__Exercise brief__.
Each record must appear in your answer exactly as it does below.

__Task data__.
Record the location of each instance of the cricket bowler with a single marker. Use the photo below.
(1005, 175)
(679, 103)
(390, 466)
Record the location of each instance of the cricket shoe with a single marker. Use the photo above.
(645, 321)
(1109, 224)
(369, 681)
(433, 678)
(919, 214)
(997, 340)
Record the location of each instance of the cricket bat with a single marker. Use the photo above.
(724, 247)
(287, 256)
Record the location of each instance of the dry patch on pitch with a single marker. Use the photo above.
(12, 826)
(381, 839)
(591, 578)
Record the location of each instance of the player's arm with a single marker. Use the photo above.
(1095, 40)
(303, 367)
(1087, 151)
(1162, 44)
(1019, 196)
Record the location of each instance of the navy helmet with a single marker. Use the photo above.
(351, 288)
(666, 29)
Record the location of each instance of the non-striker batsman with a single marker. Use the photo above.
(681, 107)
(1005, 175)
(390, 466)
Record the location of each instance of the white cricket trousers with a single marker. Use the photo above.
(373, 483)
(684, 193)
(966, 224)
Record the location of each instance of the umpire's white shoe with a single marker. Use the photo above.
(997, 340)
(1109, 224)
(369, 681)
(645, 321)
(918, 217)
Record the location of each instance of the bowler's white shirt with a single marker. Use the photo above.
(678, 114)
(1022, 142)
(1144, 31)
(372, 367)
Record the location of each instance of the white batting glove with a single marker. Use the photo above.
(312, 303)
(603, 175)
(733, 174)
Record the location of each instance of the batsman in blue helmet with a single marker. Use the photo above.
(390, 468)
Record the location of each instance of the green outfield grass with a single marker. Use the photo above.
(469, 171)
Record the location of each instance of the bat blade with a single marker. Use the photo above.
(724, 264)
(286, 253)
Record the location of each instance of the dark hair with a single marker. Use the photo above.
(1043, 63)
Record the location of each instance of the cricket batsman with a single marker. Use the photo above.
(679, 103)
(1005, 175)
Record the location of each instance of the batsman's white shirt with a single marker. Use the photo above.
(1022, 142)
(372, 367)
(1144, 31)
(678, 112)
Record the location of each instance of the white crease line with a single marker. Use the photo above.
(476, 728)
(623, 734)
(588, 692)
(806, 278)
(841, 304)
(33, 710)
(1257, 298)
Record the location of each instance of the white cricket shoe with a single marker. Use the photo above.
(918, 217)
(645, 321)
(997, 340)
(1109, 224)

__Solution__.
Record the location of each instance of the cricket bowler with a single marker. Use the photo below.
(1005, 175)
(679, 103)
(390, 466)
Record the location of each instance of the cricket shoe with a single marker. Use the photo above.
(645, 321)
(1109, 224)
(369, 681)
(433, 678)
(919, 214)
(997, 340)
Record the location of each instance of the cricket bat with a single marker. Use the photo above.
(724, 247)
(287, 256)
Record the location of each instance of the dry patch on pitch with a single marker. Use the photo above.
(12, 826)
(381, 839)
(591, 578)
Record the location of each instance of the player's arm with a single marker. Use the photo above.
(1095, 40)
(303, 367)
(1087, 151)
(1162, 44)
(1019, 196)
Record the location of each instance of the navy helmet with a single marker. Use the photo above.
(351, 288)
(666, 29)
Record the location of each instance of the non-striker batsman with a single marker. Use the photo above.
(681, 107)
(1005, 175)
(390, 466)
Record the location of each instance of the white cricket trousers with a single marker. Use the photo above.
(373, 483)
(684, 193)
(966, 224)
Record the location of each instance of the umpire's white shoe with a single marker. Use the photo above.
(997, 340)
(1109, 224)
(369, 681)
(645, 321)
(918, 217)
Record the location of each instance of the bowler's white shirt with a single marker. Use the photo above.
(678, 114)
(1022, 142)
(1144, 31)
(372, 367)
Record the location of each instance of the white batting glove with a single marker. Use the photo above.
(312, 303)
(603, 175)
(733, 174)
Record the location of each instance of the batsman in blue helmet with a single marker. Use the photo above.
(390, 468)
Record the location of each instance of the green outfield grass with a single marker. Use the photo above.
(469, 171)
Record the location of each instance of the bat blade with a single marker. Use the photo above.
(724, 264)
(286, 253)
Record the location of each instance of the dark hair with a single marker. Use the photo above.
(1043, 63)
Record the location of each instance of the cricket batsman with a single marker. Use the photo above.
(679, 103)
(1005, 175)
Record the location of each instance of the batsman's white shirt with a single marker. Use the photo above.
(1022, 142)
(372, 367)
(1144, 31)
(678, 112)
Record the location of each instance of the white crease line with a single marker. Use the photo above.
(476, 728)
(623, 734)
(588, 692)
(806, 278)
(841, 304)
(33, 710)
(1257, 298)
Record the location of each instance of the white cricket shoe with a single marker. Use the photo above.
(918, 217)
(645, 321)
(997, 340)
(1109, 224)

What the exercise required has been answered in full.